Hey man, how are you?
Happy new year I guess.
This is our first live after the, after the holidays right?
Yeah, how were your holidays?
Were they good?
It was good.
Yeah, we had a good time.
It was so needed, although you know how it is, you end up working through the holidays
because that's when customers have free time so they start texting you.
(00:38):
That's when they're sitting around thinking, huh, what house should I be looking at today?
Texting over addresses and you know.
So man, I've been making a lot of phone calls, you know, that's my job.
That's our job.
We had calling people just nonstop every day and having conversations, you know, and one
(01:04):
conversation that I've been repeatedly having with people and they completely seem like
they're getting misinformation on what interest rates are and how they're trending.
Yeah, yeah, that seems to be a pretty, pretty tough thing to actually get right for any
loan officer or anybody in mortgages.
(01:26):
And the reason for that is rates change every day.
So when when you're having a conversation about getting somebody pre approved, you're
talking and thinking about it through the lens of the rates of that day.
And most loan officers don't have the time nor knowledge to think about it, to try to
extrapolate and think maybe three months in advance, especially in an economic environments
(01:50):
like the one we're in right now where it's so volatile.
So what are you hearing?
One guy told me that he thought interest rates were up to like 9%.
I was like, oh, no.
Well, definitely not.
Definitely not.
God save us if we get to that point.
I mean, that's going to be rough.
I mean, I mean, I check him.
I check them daily, obviously, even sometimes three or four times throughout the day.
(02:13):
And that, you know, you start seeing some some rates in the in the mid to high fives.
It's the first time we see them for the last four or five months.
So it is soft, it is soft, I would call this, it is softening up.
Again, it changes it varies every day.
So today was kind of like a little up, but the last couple of weeks has been going down.

* WHAT YOU NEED TO DO:
- A) Return the portion of the mortgage-rate conversation starting at "That's our job." and ending at "of that day.", copied word for word.
- B) Extend the mortgage-rate conversation from the point where it stops.
The entries have no connection to the mortgage-rate conversation.

* RECORDS SUPPLIED:

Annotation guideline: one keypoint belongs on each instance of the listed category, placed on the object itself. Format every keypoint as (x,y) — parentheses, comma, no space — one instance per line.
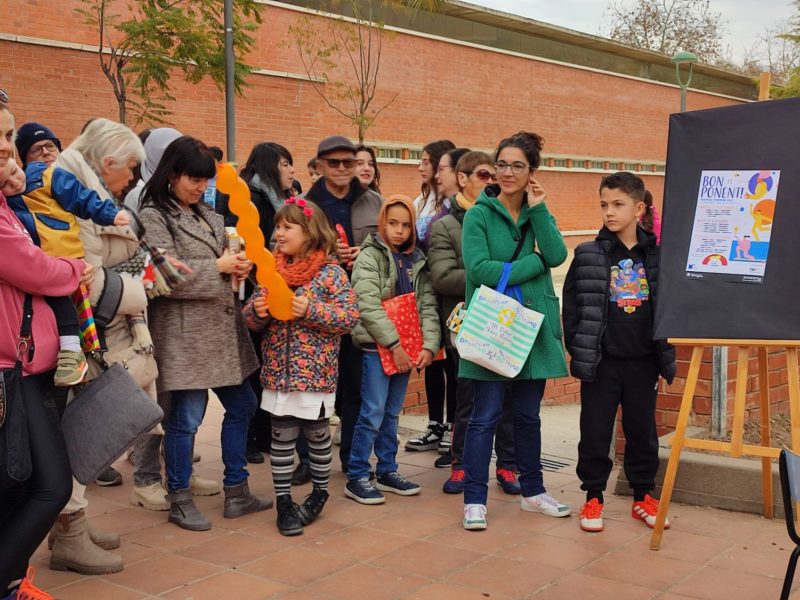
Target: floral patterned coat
(302,355)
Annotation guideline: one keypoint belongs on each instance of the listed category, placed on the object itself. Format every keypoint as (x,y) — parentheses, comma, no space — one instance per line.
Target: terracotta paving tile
(161,574)
(93,587)
(712,583)
(427,559)
(690,547)
(297,566)
(550,550)
(232,550)
(758,559)
(229,585)
(411,522)
(446,591)
(360,543)
(367,581)
(506,577)
(169,537)
(586,587)
(641,567)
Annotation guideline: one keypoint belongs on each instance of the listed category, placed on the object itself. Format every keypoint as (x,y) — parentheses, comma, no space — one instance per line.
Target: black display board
(730,239)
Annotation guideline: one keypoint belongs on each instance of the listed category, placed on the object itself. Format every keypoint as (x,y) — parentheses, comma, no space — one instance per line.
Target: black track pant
(28,510)
(632,384)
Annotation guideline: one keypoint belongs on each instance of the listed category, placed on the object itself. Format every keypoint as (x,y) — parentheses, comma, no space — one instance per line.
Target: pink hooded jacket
(25,268)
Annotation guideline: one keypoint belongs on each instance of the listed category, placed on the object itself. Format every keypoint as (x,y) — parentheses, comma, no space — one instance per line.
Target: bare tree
(667,26)
(342,56)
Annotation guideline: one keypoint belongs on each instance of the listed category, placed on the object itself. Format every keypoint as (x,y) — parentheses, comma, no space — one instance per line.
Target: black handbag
(15,451)
(104,419)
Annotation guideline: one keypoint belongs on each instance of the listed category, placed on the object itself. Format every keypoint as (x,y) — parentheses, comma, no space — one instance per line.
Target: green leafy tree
(157,39)
(342,56)
(667,26)
(791,85)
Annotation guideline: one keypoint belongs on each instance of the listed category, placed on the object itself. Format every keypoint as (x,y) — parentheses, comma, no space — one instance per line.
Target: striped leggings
(285,430)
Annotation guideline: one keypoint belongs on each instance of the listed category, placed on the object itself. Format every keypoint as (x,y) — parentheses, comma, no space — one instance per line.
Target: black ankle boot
(289,522)
(312,506)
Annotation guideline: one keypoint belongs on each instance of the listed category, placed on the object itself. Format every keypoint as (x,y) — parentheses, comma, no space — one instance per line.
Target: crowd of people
(76,217)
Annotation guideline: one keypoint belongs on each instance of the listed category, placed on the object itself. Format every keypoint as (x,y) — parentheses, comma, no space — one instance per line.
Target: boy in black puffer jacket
(609,302)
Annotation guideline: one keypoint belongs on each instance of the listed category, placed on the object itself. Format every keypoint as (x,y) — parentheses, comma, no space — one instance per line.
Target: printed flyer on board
(733,225)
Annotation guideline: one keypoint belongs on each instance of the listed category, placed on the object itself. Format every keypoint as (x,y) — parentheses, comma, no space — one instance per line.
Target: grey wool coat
(198,333)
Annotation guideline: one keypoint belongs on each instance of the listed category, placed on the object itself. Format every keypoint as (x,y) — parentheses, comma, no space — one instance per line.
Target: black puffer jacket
(586,298)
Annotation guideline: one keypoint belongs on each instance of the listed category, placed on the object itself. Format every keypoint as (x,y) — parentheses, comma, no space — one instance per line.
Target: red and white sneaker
(591,516)
(646,510)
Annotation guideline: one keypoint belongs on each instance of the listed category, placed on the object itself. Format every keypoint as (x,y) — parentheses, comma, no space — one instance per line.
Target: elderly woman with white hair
(102,158)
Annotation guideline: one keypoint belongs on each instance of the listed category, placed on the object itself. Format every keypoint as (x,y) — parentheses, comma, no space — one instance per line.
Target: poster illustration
(733,225)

* SET OF ANSWERS:
- A)
That's our job.
We had calling people just nonstop every day and having conversations, you know, and one
(01:04):
conversation that I've been repeatedly having with people and they completely seem like
they're getting misinformation on what interest rates are and how they're trending.
Yeah, yeah, that seems to be a pretty, pretty tough thing to actually get right for any
loan officer or anybody in mortgages.
(01:26):
And the reason for that is rates change every day.
So when when you're having a conversation about getting somebody pre approved, you're
talking and thinking about it through the lens of the rates of that day.

- B)
(02:39):
For the last four months, the rates have gone up there all the way to the 7% mark.
It's a very, very tough interest rate for most first time home buyers and it basically
eliminates a lot of buyers from the pool, right?
Because a lot of people can really afford a housing 7% interest rate.
(03:00):
So now you know me, I'm a positive guy.
So I always try to think about it as positive.
It actually works for the for the well qualified buyers.
And even the first time home buyers that barely qualify.
Why?
Because it eliminates a lot of people from the competition.
You and I remember right back in the first quarter, even part of the second quarter of
(03:24):
2022 tons of multi offer situations, right?
Right.
A lot of houses were that had two, three, four, sometimes even six and seven offers.
And you're like, I was just getting super frustrated and I mean, almost dropping out
of how do you compete with that, man?
I mean, how do you compete with six, seven other people?
(03:46):
You basically have to give up a lot of things to try to get down.
Especially when one walks in with a bag full of cash and sits down and says, hey, I want
to buy this in 10 days.
And you know, yeah, at that point they won, you know, right?
But think about the situation.
Why was there a lot of cash in the market?
One, there was a lot of investors.
Second, there were a lot of people moving tons of people moving because they could work
(04:07):
remotely.
Well, guess what?
That's not the case anymore.
The people who wanted to move, they have moved.
There's still a lot of things happening in that area, but not the amount of cash that
they have before, you know, last year.
So you don't see a lot of those situations again.
You see now, barely you get one, maybe two offers per house.
(04:29):
So a house that has been sitting in the market and, you know, if we have anybody selling a
house right now, listen and please cover your ears.
You don't want to hear that.
But if you have to sell your house, you have to consider any offer, right?
If you have to sell your house, if you're in a situation where you can wait a couple
months and see how it goes, you don't need the cash from the house.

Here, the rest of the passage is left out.